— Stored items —

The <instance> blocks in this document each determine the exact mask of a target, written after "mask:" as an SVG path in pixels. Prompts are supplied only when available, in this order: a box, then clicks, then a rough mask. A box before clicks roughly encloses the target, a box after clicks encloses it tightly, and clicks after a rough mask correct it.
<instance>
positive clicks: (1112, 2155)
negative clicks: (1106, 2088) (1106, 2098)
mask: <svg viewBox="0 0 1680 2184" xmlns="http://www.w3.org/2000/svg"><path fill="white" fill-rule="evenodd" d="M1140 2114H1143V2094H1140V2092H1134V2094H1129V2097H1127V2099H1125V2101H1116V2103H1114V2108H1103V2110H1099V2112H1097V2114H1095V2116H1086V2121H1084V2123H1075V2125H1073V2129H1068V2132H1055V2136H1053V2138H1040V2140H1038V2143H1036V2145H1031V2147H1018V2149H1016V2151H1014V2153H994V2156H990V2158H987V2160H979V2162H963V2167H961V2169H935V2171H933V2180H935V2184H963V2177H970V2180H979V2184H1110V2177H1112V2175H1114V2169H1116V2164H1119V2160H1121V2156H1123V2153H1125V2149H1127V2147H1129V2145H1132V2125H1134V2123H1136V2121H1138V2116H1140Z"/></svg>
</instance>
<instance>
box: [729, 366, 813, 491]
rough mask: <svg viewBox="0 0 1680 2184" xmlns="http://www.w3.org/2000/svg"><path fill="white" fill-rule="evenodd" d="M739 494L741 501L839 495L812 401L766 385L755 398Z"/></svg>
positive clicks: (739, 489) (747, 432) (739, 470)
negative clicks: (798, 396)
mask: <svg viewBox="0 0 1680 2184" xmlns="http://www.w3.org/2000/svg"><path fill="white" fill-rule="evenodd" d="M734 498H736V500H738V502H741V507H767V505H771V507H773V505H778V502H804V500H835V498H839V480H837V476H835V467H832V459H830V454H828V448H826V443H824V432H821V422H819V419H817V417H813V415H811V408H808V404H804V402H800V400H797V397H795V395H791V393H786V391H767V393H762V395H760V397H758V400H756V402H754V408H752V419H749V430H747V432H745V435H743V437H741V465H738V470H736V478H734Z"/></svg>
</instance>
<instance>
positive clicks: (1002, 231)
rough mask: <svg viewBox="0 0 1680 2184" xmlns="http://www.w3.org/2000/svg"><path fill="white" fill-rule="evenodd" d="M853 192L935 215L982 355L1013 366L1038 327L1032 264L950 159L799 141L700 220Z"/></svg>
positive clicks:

— Exercise brief —
Rewrite the part of the items that runs from their start through the line containing "positive clicks: (1112, 2155)", swapping "exact" for "precise" and leaving everything else unchanged. Give only those lines.

— Final answer —
The <instance> blocks in this document each determine the precise mask of a target, written after "mask:" as an SVG path in pixels. Prompts are supplied only when available, in this order: a box, then clicks, then a rough mask. A box before clicks roughly encloses the target, a box after clicks encloses it tightly, and clicks after a rough mask correct it.
<instance>
positive clicks: (1112, 2155)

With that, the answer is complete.